• [Task objective]: Please copy every row below word for word, leaving out the pictures.

• [Provided records]:
* * *

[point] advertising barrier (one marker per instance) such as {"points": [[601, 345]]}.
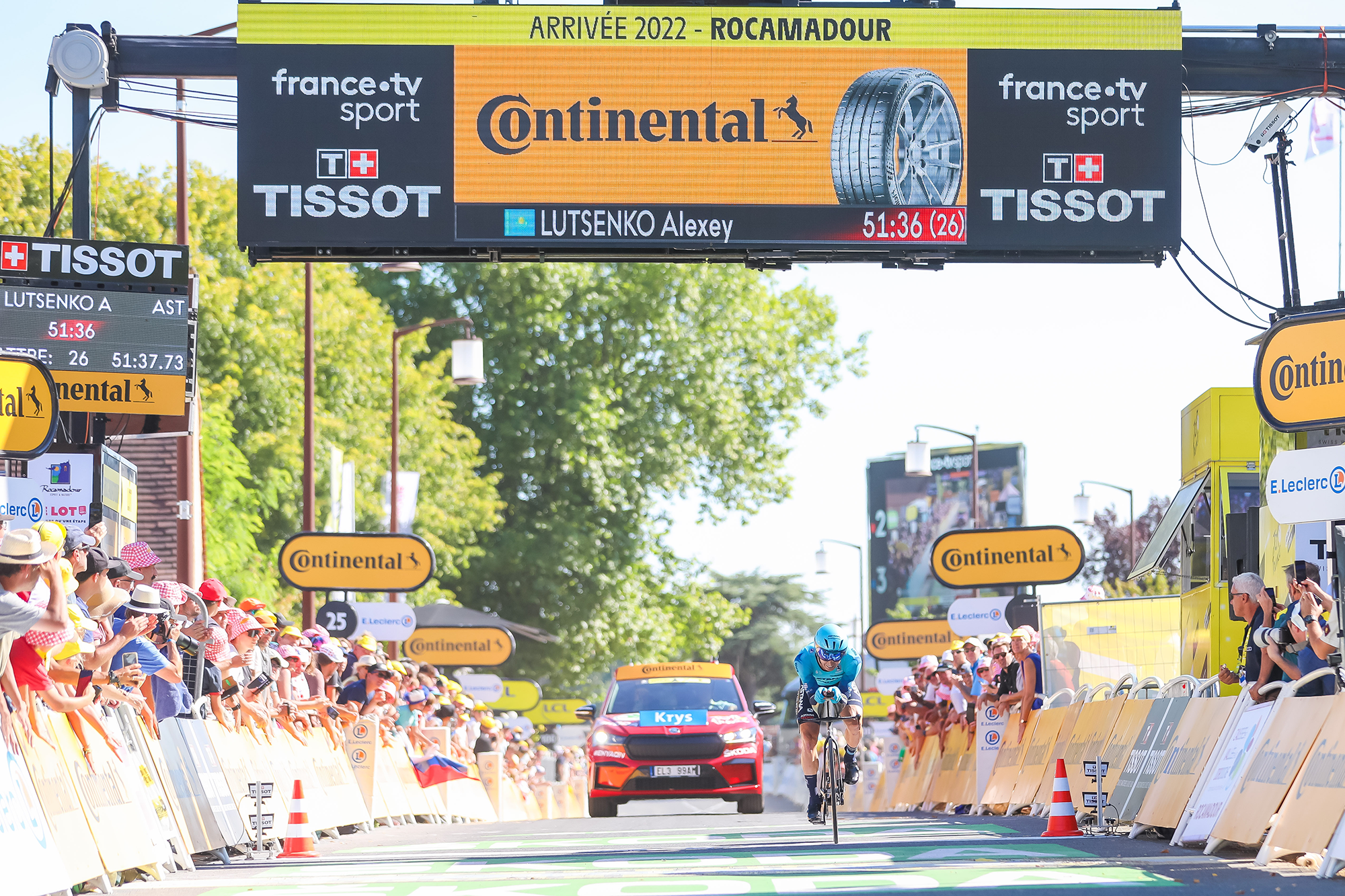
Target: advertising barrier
{"points": [[839, 128]]}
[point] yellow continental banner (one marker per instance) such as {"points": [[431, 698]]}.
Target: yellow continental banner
{"points": [[28, 407], [461, 646], [665, 670], [1299, 377], [909, 639], [653, 123], [122, 393], [1023, 556], [704, 26], [356, 561]]}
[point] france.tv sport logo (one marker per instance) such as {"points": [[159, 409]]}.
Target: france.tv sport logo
{"points": [[1335, 481]]}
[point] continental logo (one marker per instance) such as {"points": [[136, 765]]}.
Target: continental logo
{"points": [[509, 124], [1300, 374]]}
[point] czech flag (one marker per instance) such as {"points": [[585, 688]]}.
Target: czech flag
{"points": [[434, 768]]}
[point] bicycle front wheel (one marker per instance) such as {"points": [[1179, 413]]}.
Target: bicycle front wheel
{"points": [[833, 771]]}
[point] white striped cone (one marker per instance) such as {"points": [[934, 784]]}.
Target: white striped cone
{"points": [[1062, 807], [299, 836]]}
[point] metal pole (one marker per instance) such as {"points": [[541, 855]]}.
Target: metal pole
{"points": [[1276, 161], [80, 186], [310, 495], [1289, 221]]}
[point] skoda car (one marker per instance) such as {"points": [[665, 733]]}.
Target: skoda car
{"points": [[675, 731]]}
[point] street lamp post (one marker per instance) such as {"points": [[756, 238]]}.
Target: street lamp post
{"points": [[1082, 514], [822, 571], [469, 370]]}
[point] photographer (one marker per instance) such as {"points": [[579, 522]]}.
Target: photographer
{"points": [[1308, 628], [1246, 594]]}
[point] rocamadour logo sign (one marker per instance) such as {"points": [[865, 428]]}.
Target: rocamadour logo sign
{"points": [[510, 124]]}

* * *

• [Exercise solution]:
[point] advertising barrier (one marker per instance) such as {"points": [[601, 345]]}.
Target: advertising barrier
{"points": [[839, 128]]}
[point] yellow continental banner (one marker per instance) such as {"points": [[431, 698]]}.
Target: yellow continental banner
{"points": [[28, 407], [461, 646], [665, 670], [1299, 377], [909, 639], [653, 123], [122, 393], [1023, 556], [704, 26], [356, 561]]}
[point] france.tv sport logo (one marker per instance) such as {"points": [[159, 409]]}.
Target: france.tv sport logo
{"points": [[1335, 481]]}
[point] continental logo (one marker per instance) such as {"points": [[136, 765]]}.
Target: continental logo
{"points": [[509, 124], [1300, 374]]}
[point] czech flag (one marker per instance) such as {"points": [[585, 688]]}.
Target: czech flag
{"points": [[434, 768]]}
[point] bicycle front wheel (one marker per instance) such as {"points": [[1179, 413]]}.
Target: bicycle front wheel
{"points": [[833, 771]]}
[point] white striped cone (one marker per instance) such as {"points": [[934, 784]]}.
Target: white striped cone
{"points": [[1062, 807], [299, 836]]}
[point] metal pole (one marker per instance) such as {"points": [[541, 855]]}.
Target: metal pole
{"points": [[1276, 161], [80, 186], [310, 495], [1289, 221]]}
[point] skoda car (one marker per instance) such as {"points": [[665, 733]]}.
Target: skoda car
{"points": [[675, 731]]}
[point] street lamp post (one marker per instance) such as {"points": [[756, 238]]}.
Target: street lamp post
{"points": [[1082, 514], [822, 571], [469, 370]]}
[point] photographer (one marker per instance) such as {"points": [[579, 522]]}.
Target: photographer
{"points": [[1308, 628], [1246, 594]]}
[point] rocamadour logo sign (one marker per instance) such as {"points": [[865, 428]]}.
Target: rocamadour logo sign
{"points": [[510, 124]]}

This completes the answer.